Task prompt. Please transcribe the entries that follow exactly as they stand, skipping each picture.
--- Records shown Enclosed Below ---
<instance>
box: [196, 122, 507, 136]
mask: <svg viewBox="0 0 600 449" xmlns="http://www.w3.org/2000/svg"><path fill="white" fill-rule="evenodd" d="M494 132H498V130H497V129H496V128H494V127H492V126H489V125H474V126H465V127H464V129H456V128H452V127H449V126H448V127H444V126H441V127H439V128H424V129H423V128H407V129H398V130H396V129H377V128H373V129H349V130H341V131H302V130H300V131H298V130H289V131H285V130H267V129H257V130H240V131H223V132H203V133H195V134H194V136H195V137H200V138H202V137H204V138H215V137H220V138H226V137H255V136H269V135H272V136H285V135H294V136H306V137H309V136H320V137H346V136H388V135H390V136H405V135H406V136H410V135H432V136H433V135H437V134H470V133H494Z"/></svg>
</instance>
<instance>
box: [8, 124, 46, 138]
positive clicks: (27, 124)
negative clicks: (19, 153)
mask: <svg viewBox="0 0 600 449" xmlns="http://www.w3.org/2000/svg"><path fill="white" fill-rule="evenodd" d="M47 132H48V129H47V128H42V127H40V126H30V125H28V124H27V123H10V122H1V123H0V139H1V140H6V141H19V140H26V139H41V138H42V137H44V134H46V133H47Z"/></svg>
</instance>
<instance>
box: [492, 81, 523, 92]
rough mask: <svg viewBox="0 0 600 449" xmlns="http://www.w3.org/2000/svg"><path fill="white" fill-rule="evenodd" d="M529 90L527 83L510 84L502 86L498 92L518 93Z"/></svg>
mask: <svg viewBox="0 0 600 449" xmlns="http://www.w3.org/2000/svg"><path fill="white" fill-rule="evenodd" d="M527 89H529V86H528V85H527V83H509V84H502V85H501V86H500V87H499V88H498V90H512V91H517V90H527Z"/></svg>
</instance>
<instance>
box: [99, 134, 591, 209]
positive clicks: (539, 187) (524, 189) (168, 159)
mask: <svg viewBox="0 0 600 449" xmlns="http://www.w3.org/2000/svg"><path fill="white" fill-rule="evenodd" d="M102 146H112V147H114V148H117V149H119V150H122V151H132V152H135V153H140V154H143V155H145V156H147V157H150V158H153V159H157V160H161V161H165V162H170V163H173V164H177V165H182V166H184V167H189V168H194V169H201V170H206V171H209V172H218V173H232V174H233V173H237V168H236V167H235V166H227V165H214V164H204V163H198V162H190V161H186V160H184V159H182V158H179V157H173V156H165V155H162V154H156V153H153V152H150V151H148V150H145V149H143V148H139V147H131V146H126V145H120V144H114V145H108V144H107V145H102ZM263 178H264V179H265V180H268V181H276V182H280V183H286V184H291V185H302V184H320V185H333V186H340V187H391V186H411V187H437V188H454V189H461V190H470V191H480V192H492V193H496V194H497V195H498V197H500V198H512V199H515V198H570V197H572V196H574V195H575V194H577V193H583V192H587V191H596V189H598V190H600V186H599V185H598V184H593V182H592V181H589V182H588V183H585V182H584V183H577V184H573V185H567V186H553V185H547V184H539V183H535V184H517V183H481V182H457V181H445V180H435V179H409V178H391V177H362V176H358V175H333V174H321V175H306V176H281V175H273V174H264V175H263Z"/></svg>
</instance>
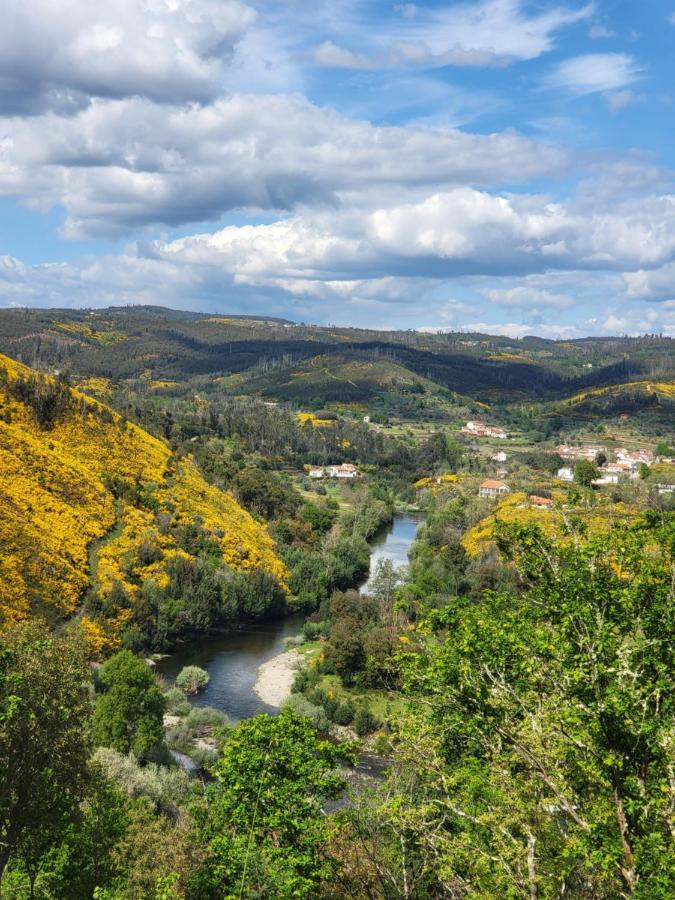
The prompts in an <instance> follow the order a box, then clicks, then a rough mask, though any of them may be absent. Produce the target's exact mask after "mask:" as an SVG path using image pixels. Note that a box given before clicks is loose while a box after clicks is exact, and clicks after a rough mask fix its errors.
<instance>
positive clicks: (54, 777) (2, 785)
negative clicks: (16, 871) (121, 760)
mask: <svg viewBox="0 0 675 900" xmlns="http://www.w3.org/2000/svg"><path fill="white" fill-rule="evenodd" d="M88 674H89V673H88V669H87V665H86V661H85V654H84V652H83V647H82V644H81V642H80V641H79V640H78V638H77V637H75V636H70V635H56V634H54V633H52V632H50V631H49V630H48V628H47V626H46V625H43V624H41V623H39V622H31V623H28V624H21V625H16V626H15V627H14V628H12V629H10V630H9V631H8V632H7V633H5V634H3V635H2V636H1V637H0V880H1V879H2V875H3V872H4V870H5V868H6V866H7V863H8V862H9V861H10V859H11V858H12V857H13V856H14V855H15V854H17V853H18V852H20V851H21V848H22V847H28V846H30V847H35V846H37V845H38V844H40V843H44V842H43V841H42V838H43V837H44V836H46V835H48V834H49V833H53V832H54V831H55V830H56V829H57V826H58V825H59V823H60V822H62V821H63V819H64V817H67V816H68V815H69V814H70V813H72V812H73V811H74V810H75V809H76V808H77V806H78V803H79V801H80V800H81V798H82V797H83V796H84V793H85V789H86V784H87V758H88V754H89V740H88V734H87V722H88V718H89V713H90V703H89V697H88V692H87V681H88Z"/></svg>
--- End of Enclosed Records shown ---
Reply.
<instance>
box: [196, 122, 507, 136]
mask: <svg viewBox="0 0 600 449" xmlns="http://www.w3.org/2000/svg"><path fill="white" fill-rule="evenodd" d="M494 132H498V130H497V129H496V128H494V127H492V126H489V125H474V126H465V127H464V129H456V128H452V127H449V126H448V127H444V126H441V127H439V128H424V129H423V128H407V129H398V130H396V129H377V128H373V129H349V130H341V131H302V130H300V131H298V130H289V131H285V130H267V129H257V130H240V131H223V132H203V133H195V134H194V136H195V137H200V138H202V137H204V138H215V137H220V138H226V137H255V136H269V135H272V136H285V135H294V136H306V137H309V136H320V137H346V136H388V135H390V136H405V135H406V136H410V135H432V136H433V135H437V134H470V133H494Z"/></svg>
</instance>
<instance>
box: [8, 124, 46, 138]
positive clicks: (27, 124)
negative clicks: (19, 153)
mask: <svg viewBox="0 0 600 449" xmlns="http://www.w3.org/2000/svg"><path fill="white" fill-rule="evenodd" d="M47 132H48V129H47V128H42V127H40V126H30V125H28V124H27V123H10V122H1V123H0V139H1V140H6V141H19V140H26V139H41V138H42V137H44V134H46V133H47Z"/></svg>
</instance>
<instance>
box: [492, 81, 523, 92]
rough mask: <svg viewBox="0 0 600 449" xmlns="http://www.w3.org/2000/svg"><path fill="white" fill-rule="evenodd" d="M529 90L527 83L510 84L502 86L498 92L518 93Z"/></svg>
mask: <svg viewBox="0 0 600 449" xmlns="http://www.w3.org/2000/svg"><path fill="white" fill-rule="evenodd" d="M527 89H529V86H528V85H527V83H509V84H502V85H501V86H500V87H499V88H498V90H512V91H517V90H527Z"/></svg>
</instance>
<instance>
box: [99, 134, 591, 209]
positive clicks: (539, 187) (524, 189) (168, 159)
mask: <svg viewBox="0 0 600 449" xmlns="http://www.w3.org/2000/svg"><path fill="white" fill-rule="evenodd" d="M102 146H112V147H114V148H117V149H119V150H122V151H132V152H135V153H140V154H143V155H145V156H147V157H150V158H153V159H157V160H161V161H165V162H170V163H173V164H177V165H182V166H184V167H189V168H194V169H201V170H206V171H209V172H218V173H232V174H233V173H237V168H236V167H235V166H227V165H214V164H204V163H198V162H190V161H186V160H184V159H182V158H179V157H173V156H165V155H162V154H156V153H153V152H150V151H148V150H145V149H143V148H139V147H131V146H126V145H120V144H114V145H108V144H107V145H102ZM263 178H264V179H265V180H268V181H276V182H280V183H286V184H291V185H302V184H320V185H333V186H340V187H391V186H411V187H437V188H454V189H461V190H470V191H480V192H492V193H496V194H497V195H498V197H500V198H512V199H515V198H570V197H572V196H574V195H575V194H577V193H583V192H587V191H596V189H598V190H600V186H599V185H598V184H593V182H592V181H589V182H588V183H585V182H584V183H577V184H573V185H567V186H553V185H547V184H539V183H535V184H517V183H481V182H457V181H445V180H435V179H409V178H391V177H362V176H358V175H333V174H321V175H306V176H281V175H273V174H264V175H263Z"/></svg>
</instance>
The prompts in an <instance> follow the order a box, then clicks, then a rough mask, though any of them may be absent. Produce the target's exact mask after "mask:" as an SVG path using image pixels. Note that a box given before clicks is loose while a box after clicks is exact, and clicks after a rough mask fix its errors.
<instance>
positive clicks: (54, 777) (2, 785)
negative clicks: (16, 871) (121, 760)
mask: <svg viewBox="0 0 675 900" xmlns="http://www.w3.org/2000/svg"><path fill="white" fill-rule="evenodd" d="M88 674H89V673H88V669H87V665H86V661H85V654H84V652H83V647H82V644H81V642H80V641H79V640H78V638H77V637H75V636H70V635H56V634H54V633H52V632H50V631H49V630H48V628H47V626H46V625H43V624H41V623H39V622H31V623H28V624H21V625H16V626H15V627H14V628H12V629H10V630H9V631H8V632H7V633H5V634H3V635H2V636H1V637H0V880H1V879H2V875H3V872H4V870H5V868H6V866H7V863H8V862H9V861H10V859H11V858H12V857H13V856H14V855H15V854H17V853H18V852H20V851H21V848H22V847H28V846H30V847H35V846H37V845H38V844H40V843H44V842H43V841H42V838H43V837H44V836H46V835H48V834H49V833H53V832H54V831H55V830H56V829H57V826H58V825H59V823H60V822H62V821H63V819H64V817H67V816H68V815H69V814H70V813H72V812H73V811H74V810H75V809H76V808H77V806H78V803H79V801H80V800H81V798H82V797H83V796H84V793H85V789H86V784H87V758H88V754H89V740H88V734H87V722H88V718H89V713H90V703H89V697H88V692H87V681H88Z"/></svg>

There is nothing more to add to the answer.